== Data for the task ==
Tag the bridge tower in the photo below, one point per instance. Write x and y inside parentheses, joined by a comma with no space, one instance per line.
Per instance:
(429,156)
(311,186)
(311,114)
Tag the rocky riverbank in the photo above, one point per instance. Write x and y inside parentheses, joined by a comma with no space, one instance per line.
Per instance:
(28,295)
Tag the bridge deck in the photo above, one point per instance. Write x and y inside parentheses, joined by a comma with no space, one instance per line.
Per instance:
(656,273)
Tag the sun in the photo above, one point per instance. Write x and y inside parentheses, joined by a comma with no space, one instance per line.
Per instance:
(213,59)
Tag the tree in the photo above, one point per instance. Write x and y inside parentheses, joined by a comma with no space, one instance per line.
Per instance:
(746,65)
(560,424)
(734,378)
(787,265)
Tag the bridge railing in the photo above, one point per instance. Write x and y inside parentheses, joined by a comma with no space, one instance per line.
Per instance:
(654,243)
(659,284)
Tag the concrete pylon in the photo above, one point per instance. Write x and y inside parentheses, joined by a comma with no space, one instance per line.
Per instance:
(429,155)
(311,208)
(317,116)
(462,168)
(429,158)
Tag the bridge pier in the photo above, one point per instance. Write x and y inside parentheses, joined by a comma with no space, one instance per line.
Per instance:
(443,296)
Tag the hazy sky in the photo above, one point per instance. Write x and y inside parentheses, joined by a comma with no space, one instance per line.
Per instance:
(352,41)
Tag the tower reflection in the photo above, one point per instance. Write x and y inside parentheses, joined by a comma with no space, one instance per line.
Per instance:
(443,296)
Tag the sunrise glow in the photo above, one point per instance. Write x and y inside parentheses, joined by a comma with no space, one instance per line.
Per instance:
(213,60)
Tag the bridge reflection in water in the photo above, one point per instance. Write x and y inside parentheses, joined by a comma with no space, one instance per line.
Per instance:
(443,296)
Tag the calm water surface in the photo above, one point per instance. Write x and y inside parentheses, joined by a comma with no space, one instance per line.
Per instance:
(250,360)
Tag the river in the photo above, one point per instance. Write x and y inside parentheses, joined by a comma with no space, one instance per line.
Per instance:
===
When you restate the listing, keep each line identical to the original.

Tag the bridge tower in the photo below, one point per instance. Write x and y inside parentheses, joined by a comma with no space, one instance per line.
Per instance:
(429,156)
(311,186)
(311,114)
Tag the rocky riverbank in the photo above, one point per instance. Write x and y inside parentheses, joined by a comma with no space, one instance per line.
Per instance:
(28,295)
Tag the bridge deck in the photo above, one point per instance. Write x and y inside parentheses, joined by a comma with no space, one instance per line.
Per instance:
(656,273)
Tag the sun in the photo above, one point per instance. Write x and y inside parentheses, joined by a comma with no space, one instance per line.
Per instance:
(213,59)
Tag the tree in the photo above, one point per instance. Write x and y inside parentheses, joined by a comma with no space, one instance per line.
Per instance:
(746,65)
(560,424)
(734,378)
(787,265)
Tag the bridge railing in the photo above, one point per instance. Write x and y inside parentheses, joined by a comma with no space, one instance per line.
Per instance:
(654,243)
(659,284)
Tag the concrete pylon in the photo above, one point per instance. Write x and y inside parentheses, joined by a comma with no space, one instance per line.
Per instance:
(429,155)
(311,208)
(317,116)
(462,168)
(429,158)
Tag the bridge pier in the photo above, one point per instance. Write x and y inside parentheses, joined by a comma with no space, one instance per line.
Per instance:
(443,296)
Tag the hazy sky in the photo above, one point per instance. Write x and y inside parentheses, joined by a comma with no space, one instance per line.
Per instance:
(352,41)
Tag the tower reflection in the photo above, one point per instance. Write x and y inside parentheses, joined by a comma with no space, one instance per line.
Per instance:
(443,296)
Tag the sunrise glow in the photo above, one point per instance. Write x and y inside parentheses, joined by a comma with no space, one instance per line.
Per instance:
(213,60)
Tag the bridge reflection in water in the photo above, one point per instance. Write x and y inside parentheses, joined by a comma with no space, one instance per line.
Per instance:
(443,296)
Tag the calm water surface in the photo above, one point per instance. Write x and y inside parentheses, joined by a comma with no space, one instance per line.
Per instance:
(250,360)
Tag the river in the photo above, one point per instance. Write x and y inside parentheses, joined by a comma with no space, one instance per line.
Per instance:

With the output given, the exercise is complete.